┏━━
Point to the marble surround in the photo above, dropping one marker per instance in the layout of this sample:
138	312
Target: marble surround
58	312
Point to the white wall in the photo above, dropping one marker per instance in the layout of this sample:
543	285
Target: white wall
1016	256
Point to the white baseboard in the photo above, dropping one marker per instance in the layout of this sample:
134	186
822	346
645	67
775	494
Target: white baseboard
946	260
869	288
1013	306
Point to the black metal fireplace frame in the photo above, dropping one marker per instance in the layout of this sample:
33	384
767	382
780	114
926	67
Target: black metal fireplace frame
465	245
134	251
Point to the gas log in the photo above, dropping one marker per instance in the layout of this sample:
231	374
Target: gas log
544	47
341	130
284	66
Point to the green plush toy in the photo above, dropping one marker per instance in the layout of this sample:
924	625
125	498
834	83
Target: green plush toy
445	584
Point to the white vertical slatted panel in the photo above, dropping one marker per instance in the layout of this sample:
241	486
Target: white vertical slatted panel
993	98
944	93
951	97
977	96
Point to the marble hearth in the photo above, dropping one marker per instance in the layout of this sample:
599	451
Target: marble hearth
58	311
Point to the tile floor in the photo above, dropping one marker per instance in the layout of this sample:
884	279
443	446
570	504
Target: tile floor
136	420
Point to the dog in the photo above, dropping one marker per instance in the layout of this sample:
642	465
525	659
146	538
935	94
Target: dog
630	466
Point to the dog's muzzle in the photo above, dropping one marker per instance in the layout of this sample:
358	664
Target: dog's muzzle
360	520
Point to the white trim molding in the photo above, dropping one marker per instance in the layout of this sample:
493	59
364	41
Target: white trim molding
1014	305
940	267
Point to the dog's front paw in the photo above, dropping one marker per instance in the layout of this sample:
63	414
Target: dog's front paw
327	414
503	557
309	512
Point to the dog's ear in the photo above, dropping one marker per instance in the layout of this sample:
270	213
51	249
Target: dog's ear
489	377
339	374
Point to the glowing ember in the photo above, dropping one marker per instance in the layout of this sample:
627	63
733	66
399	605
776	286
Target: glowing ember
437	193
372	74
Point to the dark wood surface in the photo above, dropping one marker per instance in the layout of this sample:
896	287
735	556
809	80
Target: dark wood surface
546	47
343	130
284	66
┗━━
* _About this exercise_
Give back all the data exactly as written.

* _Result below_
Point to the marble surround in the photo above, dropping one marker per instance in the layout of this sample:
138	312
Target: marble surround
58	312
Point to the white wall in the photo above, dropping one marker per instance in the layout of this sample:
543	285
Target: white wall
1016	256
Point to the white baseboard in the photo above, dropping one marker per instance in the layout of this sample:
134	186
822	346
645	67
775	494
Target: white baseboard
946	260
869	288
1013	306
Point to the black metal fireplace frame in the photo above, dropping one marker per instance in the layout of this sample:
33	384
767	382
780	114
926	67
Target: black metal fireplace frame
465	245
134	251
Point to the gas log in the photo above, dropping one marker per instance in the layout of this sample:
231	374
Target: gas log
544	47
341	130
284	66
Point to the green plush toy in the photo above, dropping one marker per instance in the layout of this sample:
924	625
125	498
834	83
Target: green plush toy
445	584
Point to the white vertical slatted panel in the photo above, dropping one marker per instance in the layout of this sample:
241	486
Target: white vertical slatted panel
993	98
944	93
951	97
977	96
Point to the marble hearth in the photo above, dropping one marker per instance in the layout of this sample:
599	451
Target: marble hearth
58	311
Point to the tile floor in the photo above, dropping one marker per instance in the layout of this sample:
884	279
443	446
570	504
Target: tile floor
136	420
Point to the dog in the photo above, dropping one marker per instance in the layout of this sample:
642	465
525	659
146	538
935	94
Target: dog
630	466
Point to the dog's muzzle in the photo above, dropping one marker per instance in the layout of this sample:
358	664
Target: dog's muzzle
360	520
Point to the white trim molding in the photo above, dropping one marker per instance in the layout of this sample:
493	59
364	41
Target: white trim molding
1014	305
940	267
Point to the dog's front paw in the photo above, dropping one marker per instance in the layout of this sample:
63	414
Target: dog's front paw
327	414
503	557
309	512
Point to the dog's ear in the photo above, dropping one marker per instance in the layout of this sample:
270	213
51	249
Target: dog's ear
489	377
339	374
Point to the glowing ember in the photo above, dropping one marker per instance in the layout of this sample:
627	63
733	66
399	605
776	286
Target: glowing ember
437	193
372	74
Point to the dark wood surface in the photo above, dropping one marker per instance in the layout of this sample:
896	287
735	556
809	80
Target: dark wood surface
546	47
343	130
284	66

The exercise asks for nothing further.